Return the listing exactly. Keep no pictures.

▸ Material for this exercise:
=-=-=-=-=
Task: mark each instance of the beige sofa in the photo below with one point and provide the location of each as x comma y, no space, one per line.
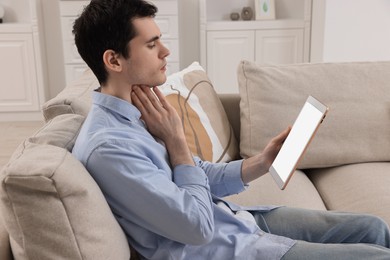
52,209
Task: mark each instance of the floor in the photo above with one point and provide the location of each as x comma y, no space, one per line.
12,134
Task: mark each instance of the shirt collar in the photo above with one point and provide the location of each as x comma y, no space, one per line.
117,105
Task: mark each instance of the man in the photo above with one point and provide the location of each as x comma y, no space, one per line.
167,201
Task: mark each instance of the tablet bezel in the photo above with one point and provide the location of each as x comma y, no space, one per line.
321,108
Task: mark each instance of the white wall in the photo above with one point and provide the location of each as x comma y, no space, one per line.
343,30
352,30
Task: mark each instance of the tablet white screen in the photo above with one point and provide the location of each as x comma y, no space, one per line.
294,145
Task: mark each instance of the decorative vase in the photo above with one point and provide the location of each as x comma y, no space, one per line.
247,13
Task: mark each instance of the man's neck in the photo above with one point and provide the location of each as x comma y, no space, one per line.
117,89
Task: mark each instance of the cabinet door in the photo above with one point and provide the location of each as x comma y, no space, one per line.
279,46
18,91
225,50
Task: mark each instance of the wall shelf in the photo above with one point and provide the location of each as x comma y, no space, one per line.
224,43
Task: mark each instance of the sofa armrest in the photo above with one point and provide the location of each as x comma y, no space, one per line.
231,104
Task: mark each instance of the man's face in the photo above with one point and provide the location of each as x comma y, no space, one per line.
146,64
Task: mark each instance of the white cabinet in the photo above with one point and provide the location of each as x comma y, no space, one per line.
279,46
225,43
225,49
23,87
166,19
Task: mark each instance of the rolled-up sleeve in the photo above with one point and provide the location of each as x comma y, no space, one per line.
224,178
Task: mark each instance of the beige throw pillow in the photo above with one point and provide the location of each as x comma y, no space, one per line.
356,128
51,206
207,128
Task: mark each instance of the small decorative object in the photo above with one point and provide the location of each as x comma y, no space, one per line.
247,13
265,9
235,16
2,12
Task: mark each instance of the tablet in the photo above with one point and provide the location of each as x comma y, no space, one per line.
303,130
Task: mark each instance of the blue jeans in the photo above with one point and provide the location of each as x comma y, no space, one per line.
328,235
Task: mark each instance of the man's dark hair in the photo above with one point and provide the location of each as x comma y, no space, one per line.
107,25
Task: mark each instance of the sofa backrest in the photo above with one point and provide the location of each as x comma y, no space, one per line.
51,206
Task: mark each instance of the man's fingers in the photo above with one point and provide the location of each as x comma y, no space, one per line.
283,135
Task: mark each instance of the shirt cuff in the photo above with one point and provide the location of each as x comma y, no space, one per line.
232,178
189,175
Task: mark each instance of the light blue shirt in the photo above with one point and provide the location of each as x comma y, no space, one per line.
167,213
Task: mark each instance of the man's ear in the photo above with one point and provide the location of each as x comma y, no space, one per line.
112,61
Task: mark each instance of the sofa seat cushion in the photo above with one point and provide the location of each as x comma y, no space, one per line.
5,250
357,94
300,192
51,206
360,188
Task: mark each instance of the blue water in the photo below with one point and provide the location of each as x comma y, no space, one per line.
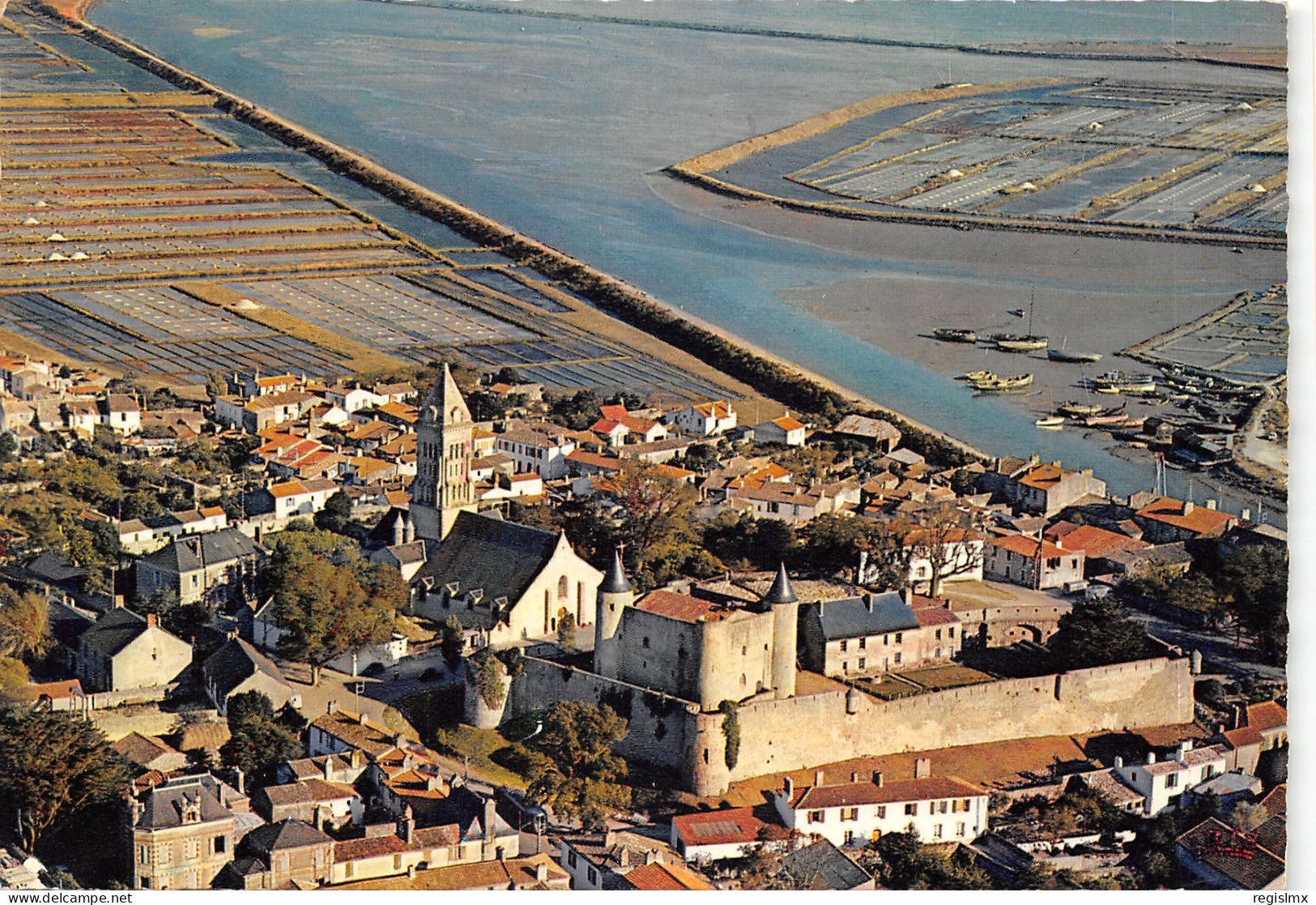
557,128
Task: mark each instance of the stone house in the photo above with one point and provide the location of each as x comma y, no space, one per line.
1031,563
854,813
126,651
182,833
207,568
238,668
873,634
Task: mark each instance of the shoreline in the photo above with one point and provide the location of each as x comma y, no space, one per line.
732,356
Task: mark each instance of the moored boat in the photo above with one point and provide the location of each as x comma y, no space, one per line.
1116,381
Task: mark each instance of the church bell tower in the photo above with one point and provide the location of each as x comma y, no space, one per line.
442,486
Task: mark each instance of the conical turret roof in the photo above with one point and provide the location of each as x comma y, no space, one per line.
781,591
615,583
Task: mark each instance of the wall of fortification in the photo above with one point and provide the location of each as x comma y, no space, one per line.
806,732
661,728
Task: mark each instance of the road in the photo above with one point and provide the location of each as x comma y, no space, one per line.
1216,648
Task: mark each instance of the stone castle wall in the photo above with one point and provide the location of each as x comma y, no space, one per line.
811,730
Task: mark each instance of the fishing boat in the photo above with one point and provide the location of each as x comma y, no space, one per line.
1080,408
1004,383
1118,381
1027,343
1107,418
1071,357
954,335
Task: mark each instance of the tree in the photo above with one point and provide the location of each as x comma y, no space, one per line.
53,767
452,639
328,598
336,514
24,622
945,545
259,741
573,767
1095,634
1256,580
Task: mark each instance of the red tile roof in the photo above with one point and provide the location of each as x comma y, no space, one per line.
665,877
867,793
1267,715
719,827
1200,521
675,606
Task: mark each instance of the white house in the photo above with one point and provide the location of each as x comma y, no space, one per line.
1161,784
939,808
785,429
540,448
705,420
=-=-=-=-=
▸ Solution to the exercise:
Task: mark each instance of the beige sofa in the photo below with one point and provide the location of each as x comma y, no space, one per line.
52,209
Task: mark each instance of the floor in the photo above with one point and provide the location of each as x comma y, no space, one per line.
12,134
Task: mark each instance of the shirt collar in the photo above with one point and provide the location of each as x comma y, no space, one per line.
117,105
Task: mark each instance of the man in the photo above with one point and provide the location of each as x comma y, no space, one per line.
167,201
Task: mark each instance of the tablet bezel in the photo above with one point and provide the location of each as x comma y, no space, one per line.
321,108
Task: mark each instance of the white wall in the photo above with one point and provide the location of each as x comma y, no space, one per line.
343,30
352,30
Task: mark each instance of the tablet white screen in the photo above with one point and provide the location of each as x comma y, no space, one per line.
294,145
Task: mark each instance of the decorative vase in the photo above with one point and provide the location of each as x comma y, no space, one per line.
247,13
Task: mark each instance of the man's neck in the photo above with one point and provide the location of each as x comma y, no space, one per line.
117,89
Task: mark each instance of the cabinet door in the photo above with one point and provide the location of each as x comma y, no space, one per line.
279,46
18,91
225,50
Task: mark each instance of the wall shelf in the photo above with one point and provide the location of each as x comma y, no space, one per line.
224,43
Task: mark each instance of the sofa armrest in the photo above with one point and provide the location of each as x comma y, no space, one per line.
231,104
Task: mark each instance of the man's face in the photo above with one point and provide the location of each as x comma y, no space, one per line.
146,64
Task: mark each instance of the white cabinet in the photo above with one point and provide the location of each as x comma y, no space, one per line.
279,46
225,43
225,49
23,87
166,19
Task: mark each instance of the rolled-up sleeve in the photo above with one point and provide the location of each as x comma y, no space, one per line.
224,178
Task: mark each instance of the beige throw pillow in the photo above with one point and provide the location of each as x comma y, no space, one per line.
356,128
51,206
207,128
Task: mark each instance of the small decorative object in the photo above with one point and provide the location of each as x comma y, no space, one per line.
247,13
265,9
235,16
2,12
Task: mark each instance of the tablet in the photo above with one point and provide the location of each as x comma y, no space, one per line.
303,130
Task: mark each instance of the blue jeans in the photo above with one point and provide the location of each as x comma y, no space, one per line.
328,235
Task: mark each instance of the man's dark hair in the photo above with one point and provide the location of each as x comma y, no space, one per line.
107,25
Task: mark each instance of the sofa backrest in the photo above with one point and provide the location of each as x comma y, no space, one per line.
51,206
Task: mark each instance of the man's fingers in the photo above with one point and provide the location of each as x comma y, no space, one per line.
283,135
Task: mark each instance of the shirt cuff in the photo above with one point and provide the location of each as x comma y, no space, one per line.
232,178
189,175
Task: mark each instance of the light blue shirt in the photo above with one point and provide the location of each as x comma y, no space, one per line.
167,213
Task: mark each instance of the man's ear in the photo above with one point and provide the location of each as x comma y, no space, one per line.
112,61
Task: mark each instance of the sofa seat cushion in the photo above with one point and provide the location of each as x comma y, no space, one per line.
5,250
357,94
300,192
51,206
360,188
Task: mark each instance of the blue water in the photo below with one point and provide the location of each as x comma y, no space, one per line.
557,128
Task: mark each instance of the stone house in the photo above with one point and provide the location of each as x comma y, no space, one per line.
1031,563
854,813
126,651
182,833
207,568
238,668
873,634
Task: mark each instance of the shoreline in the photo above with one point and provide the location of each as x comma y, no space, one per line.
732,356
Task: mark each instance of the moored boat in the photo above with one point and provide the location of each as x comma y, no space, one per line.
1116,381
Task: mark each instance of the church bell tower in the photo above with one point and provide the location of each as x comma y, no space, one per line.
442,486
Task: mark each instance of the conical turret roof in the photo above with one point and provide the location of each as x comma y, no space, one per line.
781,591
615,583
Task: mark each instance of the wall of fortification in the photo above with one point and provide the location of each as x comma y, no space, one per line.
806,732
661,728
Task: mark each instance of the road in the photo above with one point and provide the location of each as x comma y, no space, one per line.
1216,648
Task: mark each instance of the stone castle wall in the photo above with one point and provide the location of each as x comma y, no space, one per line.
811,730
Task: mark each instance of the fishing boat in the photo above with one point and provide the location of each as x comma y, no space, one per line.
1080,408
1004,383
1118,381
1027,343
1107,418
1071,357
954,335
Task: mark each instance of the tree in the photo above with one point and provide the location of each as x comma y, no space, one per line.
53,767
452,639
328,598
336,514
24,622
945,545
259,741
573,767
1095,634
1256,580
Task: mark each instance of the red tile roof in the photo above with one point and provide the location of each as x comma y, no space, one per line.
665,877
867,793
1267,715
719,827
1200,521
675,606
Task: mark each instance of the white house in the photo above with one point and provide the location of each as x comma y, no space, one per line.
1161,784
939,808
785,429
540,448
705,420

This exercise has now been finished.